- ASSIGNMENT:
Only the lines from the one with "white lampshade, which" to the end of the data below should be returned, each exactly as it stands.

-------

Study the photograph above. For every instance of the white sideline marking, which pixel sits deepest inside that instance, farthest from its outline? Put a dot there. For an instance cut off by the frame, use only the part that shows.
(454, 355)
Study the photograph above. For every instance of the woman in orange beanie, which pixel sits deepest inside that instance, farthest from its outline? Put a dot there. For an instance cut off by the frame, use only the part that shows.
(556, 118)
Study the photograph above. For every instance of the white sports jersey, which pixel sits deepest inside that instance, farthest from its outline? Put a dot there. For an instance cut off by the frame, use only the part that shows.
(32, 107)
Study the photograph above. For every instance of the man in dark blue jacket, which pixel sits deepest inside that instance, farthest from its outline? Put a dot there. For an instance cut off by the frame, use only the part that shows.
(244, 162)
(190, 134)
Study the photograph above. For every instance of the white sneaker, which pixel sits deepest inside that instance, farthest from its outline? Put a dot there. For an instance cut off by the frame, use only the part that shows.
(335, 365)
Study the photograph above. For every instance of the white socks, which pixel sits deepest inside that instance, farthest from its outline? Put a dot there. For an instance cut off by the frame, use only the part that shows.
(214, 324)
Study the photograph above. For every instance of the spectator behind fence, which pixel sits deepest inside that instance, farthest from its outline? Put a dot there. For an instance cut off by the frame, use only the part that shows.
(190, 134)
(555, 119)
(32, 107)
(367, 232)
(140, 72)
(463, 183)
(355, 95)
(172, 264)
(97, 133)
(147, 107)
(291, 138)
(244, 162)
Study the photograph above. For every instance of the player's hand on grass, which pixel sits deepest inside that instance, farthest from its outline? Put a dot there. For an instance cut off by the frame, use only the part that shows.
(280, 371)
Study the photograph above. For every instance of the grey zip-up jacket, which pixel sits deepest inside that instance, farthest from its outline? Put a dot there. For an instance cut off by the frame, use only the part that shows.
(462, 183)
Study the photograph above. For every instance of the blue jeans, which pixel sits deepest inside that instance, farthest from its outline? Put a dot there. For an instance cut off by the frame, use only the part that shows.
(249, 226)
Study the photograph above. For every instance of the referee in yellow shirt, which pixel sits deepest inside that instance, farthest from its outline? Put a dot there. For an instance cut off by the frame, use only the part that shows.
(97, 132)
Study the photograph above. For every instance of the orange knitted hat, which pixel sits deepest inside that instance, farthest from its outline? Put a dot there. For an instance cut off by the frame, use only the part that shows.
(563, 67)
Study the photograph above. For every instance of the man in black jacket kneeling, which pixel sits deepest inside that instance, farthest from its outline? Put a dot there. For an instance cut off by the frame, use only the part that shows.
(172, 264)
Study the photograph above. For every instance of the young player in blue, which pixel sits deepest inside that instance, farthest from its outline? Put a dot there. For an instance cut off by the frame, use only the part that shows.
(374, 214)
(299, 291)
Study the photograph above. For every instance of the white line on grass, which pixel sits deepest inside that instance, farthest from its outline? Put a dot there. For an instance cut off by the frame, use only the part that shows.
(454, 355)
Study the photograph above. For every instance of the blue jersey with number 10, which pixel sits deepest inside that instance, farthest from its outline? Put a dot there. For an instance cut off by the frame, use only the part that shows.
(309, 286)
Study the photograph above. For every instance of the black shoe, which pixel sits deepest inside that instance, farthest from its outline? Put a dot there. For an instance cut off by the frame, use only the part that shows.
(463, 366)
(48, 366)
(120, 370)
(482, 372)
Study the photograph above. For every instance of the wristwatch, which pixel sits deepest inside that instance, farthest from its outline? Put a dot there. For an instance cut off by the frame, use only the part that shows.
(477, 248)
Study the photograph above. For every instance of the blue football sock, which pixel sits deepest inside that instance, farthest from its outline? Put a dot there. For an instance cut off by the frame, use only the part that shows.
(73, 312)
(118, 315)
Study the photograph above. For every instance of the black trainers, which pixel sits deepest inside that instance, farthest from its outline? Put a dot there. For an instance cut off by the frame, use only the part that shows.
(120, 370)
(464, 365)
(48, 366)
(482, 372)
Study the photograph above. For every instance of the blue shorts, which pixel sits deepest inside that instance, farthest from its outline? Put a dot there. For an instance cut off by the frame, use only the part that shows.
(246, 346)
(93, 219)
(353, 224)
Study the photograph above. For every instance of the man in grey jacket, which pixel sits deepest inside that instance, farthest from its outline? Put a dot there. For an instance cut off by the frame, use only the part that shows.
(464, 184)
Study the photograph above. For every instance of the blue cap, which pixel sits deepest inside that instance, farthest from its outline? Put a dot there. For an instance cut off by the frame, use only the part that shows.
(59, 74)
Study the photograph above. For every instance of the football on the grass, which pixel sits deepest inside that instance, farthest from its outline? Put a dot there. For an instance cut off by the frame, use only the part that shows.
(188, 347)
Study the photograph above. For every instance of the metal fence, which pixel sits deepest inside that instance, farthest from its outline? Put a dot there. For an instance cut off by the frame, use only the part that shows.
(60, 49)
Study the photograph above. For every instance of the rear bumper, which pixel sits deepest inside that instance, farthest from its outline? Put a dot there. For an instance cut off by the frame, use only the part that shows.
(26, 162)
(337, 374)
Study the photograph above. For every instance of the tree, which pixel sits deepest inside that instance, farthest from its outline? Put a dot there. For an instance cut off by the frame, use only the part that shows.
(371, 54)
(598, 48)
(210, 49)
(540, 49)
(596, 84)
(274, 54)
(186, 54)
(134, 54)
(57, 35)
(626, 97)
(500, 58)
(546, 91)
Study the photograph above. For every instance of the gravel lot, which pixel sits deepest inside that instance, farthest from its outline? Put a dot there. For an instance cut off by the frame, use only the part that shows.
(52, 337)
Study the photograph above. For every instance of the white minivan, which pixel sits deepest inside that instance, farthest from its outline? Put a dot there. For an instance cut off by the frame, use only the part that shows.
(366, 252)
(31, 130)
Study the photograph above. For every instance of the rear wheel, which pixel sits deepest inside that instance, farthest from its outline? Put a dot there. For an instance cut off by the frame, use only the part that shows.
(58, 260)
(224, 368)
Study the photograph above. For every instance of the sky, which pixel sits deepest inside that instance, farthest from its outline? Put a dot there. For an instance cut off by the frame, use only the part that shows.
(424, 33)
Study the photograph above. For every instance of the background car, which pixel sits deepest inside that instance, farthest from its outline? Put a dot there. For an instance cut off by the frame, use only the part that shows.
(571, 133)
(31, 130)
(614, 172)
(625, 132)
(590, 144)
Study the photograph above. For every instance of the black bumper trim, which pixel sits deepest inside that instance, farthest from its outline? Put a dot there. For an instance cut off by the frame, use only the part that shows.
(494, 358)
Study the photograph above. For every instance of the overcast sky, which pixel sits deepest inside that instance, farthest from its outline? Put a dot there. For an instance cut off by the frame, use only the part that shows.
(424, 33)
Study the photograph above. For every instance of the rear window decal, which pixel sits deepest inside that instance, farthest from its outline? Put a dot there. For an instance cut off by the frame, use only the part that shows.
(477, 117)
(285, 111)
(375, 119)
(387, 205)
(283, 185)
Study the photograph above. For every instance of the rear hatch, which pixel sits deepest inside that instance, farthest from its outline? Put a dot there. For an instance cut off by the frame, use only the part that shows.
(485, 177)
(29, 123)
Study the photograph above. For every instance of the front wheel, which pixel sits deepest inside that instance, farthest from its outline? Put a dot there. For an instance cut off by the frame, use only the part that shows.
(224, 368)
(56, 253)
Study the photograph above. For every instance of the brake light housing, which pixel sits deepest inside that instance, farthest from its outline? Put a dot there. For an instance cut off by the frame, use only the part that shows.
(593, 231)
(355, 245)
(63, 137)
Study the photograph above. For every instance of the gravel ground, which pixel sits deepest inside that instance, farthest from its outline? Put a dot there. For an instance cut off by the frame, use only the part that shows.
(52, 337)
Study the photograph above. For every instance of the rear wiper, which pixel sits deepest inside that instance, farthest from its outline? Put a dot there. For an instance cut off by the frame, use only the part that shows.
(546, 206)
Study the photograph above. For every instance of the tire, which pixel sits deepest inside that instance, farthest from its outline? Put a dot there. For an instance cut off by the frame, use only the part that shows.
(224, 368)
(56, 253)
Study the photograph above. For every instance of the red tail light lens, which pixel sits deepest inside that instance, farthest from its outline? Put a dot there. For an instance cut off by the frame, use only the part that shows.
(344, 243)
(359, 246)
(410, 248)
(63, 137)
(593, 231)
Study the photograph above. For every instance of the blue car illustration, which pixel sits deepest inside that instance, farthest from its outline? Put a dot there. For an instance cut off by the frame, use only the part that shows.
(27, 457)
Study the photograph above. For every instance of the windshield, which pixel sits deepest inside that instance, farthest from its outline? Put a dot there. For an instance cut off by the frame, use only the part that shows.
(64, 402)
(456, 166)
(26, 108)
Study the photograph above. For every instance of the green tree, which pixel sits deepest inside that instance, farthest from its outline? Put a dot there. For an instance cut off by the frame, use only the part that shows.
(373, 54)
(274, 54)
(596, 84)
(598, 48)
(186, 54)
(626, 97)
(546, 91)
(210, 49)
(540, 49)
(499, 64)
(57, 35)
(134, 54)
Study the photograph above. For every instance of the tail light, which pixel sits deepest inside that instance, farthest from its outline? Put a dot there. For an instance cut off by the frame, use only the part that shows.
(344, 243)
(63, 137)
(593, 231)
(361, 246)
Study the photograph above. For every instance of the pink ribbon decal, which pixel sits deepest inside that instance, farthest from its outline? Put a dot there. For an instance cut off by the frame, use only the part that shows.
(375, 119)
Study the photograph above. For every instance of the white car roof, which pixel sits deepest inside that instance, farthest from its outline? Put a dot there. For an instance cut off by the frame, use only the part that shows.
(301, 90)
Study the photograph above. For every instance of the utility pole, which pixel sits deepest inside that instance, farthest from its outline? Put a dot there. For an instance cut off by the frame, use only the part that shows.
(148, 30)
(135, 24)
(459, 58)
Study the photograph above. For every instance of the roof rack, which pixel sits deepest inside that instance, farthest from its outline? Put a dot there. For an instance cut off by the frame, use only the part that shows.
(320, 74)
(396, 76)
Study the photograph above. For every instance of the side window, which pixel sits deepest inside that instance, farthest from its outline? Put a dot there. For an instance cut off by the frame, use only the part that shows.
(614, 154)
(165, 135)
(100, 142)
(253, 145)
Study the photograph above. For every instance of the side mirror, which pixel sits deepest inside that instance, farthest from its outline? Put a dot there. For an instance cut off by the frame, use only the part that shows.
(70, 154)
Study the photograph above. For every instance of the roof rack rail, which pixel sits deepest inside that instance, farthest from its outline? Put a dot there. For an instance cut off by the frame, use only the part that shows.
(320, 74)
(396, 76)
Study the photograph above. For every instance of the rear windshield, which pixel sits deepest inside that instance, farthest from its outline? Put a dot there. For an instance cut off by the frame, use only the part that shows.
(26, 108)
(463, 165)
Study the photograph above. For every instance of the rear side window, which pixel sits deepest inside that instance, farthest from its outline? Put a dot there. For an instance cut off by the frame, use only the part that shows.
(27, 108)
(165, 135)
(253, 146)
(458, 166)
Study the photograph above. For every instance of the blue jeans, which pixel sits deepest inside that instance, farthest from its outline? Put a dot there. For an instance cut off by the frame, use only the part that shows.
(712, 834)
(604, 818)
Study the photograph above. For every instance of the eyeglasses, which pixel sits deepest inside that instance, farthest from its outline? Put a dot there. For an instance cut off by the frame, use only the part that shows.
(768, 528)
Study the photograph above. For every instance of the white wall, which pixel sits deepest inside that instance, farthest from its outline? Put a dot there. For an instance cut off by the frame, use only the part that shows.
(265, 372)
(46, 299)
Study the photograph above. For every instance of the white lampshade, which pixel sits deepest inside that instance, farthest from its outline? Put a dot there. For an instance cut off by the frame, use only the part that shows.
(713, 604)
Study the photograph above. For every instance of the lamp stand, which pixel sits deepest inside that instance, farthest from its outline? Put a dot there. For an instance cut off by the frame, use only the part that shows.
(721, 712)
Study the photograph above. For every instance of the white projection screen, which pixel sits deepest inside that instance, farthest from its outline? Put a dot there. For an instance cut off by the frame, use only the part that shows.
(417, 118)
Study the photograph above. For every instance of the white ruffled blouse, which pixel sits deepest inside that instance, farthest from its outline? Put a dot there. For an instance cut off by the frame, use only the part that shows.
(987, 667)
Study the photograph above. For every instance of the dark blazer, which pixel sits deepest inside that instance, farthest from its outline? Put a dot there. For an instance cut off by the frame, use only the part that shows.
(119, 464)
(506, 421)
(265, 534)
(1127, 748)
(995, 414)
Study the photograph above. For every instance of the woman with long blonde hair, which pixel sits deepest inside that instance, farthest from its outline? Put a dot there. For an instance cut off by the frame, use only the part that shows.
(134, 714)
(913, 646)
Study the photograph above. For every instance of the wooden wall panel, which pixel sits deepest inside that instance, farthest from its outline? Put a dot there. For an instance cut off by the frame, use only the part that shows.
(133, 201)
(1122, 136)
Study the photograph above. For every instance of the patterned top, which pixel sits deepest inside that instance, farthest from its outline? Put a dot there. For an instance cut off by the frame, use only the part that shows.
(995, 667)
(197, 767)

-------

- RESPONSE AREA:
Study the photograph above. For every instance of the white lampshade, which pixel sits deepest inside that instance, farthest from its outline? Put a dot there. For an instance cut off by the frame, use only the part that shows.
(713, 604)
Study the photograph above. For every instance of the lamp stand, which pixel sits deepest inside that instance, farthest from its outline? Put a dot there. For an instance cut off by the frame, use only the part that shows.
(721, 712)
Study the photograph above. For every instance of the white projection screen, which pixel sits deepest inside that instance, farthest from its outline? Put a dot there. For an instance cut off by the frame, use only the part that shows.
(417, 118)
Study the photograph above. For every instance of the white ruffled blouse, which pixel sits deepest inside that instance, farthest from its outline? Put a dot there. For an instance cut off by the frame, use only the part that shows.
(987, 667)
Study the photograph above. For every instance of the dark blazer, which pixel sits deepest inside that instance, farthest from its outline? Put a dot there. For an instance cut off by the frame, use only the part that shows.
(119, 464)
(506, 421)
(265, 534)
(1127, 748)
(995, 414)
Study the photograph above. For every instance of the woman with long blonde hair, which pixel sits deepest inside that instance, farthest from its outline? Put a dot there. For an instance cut off by the frame, use only the part that shows.
(134, 714)
(913, 646)
Study the photograph above. For every instance of the wooden wall panel, which pixel sits deepest inside that instance, farthest from its outline? Put a dot there. For an instance cut off by the frame, use only the part that shows.
(133, 201)
(1122, 136)
Study the photograph above. For every instance of the patterned top, which pixel sits deepest inside that instance, farthest from its outline? Put a dot there. For an instance cut off by the frame, use only the part that shows.
(995, 667)
(197, 767)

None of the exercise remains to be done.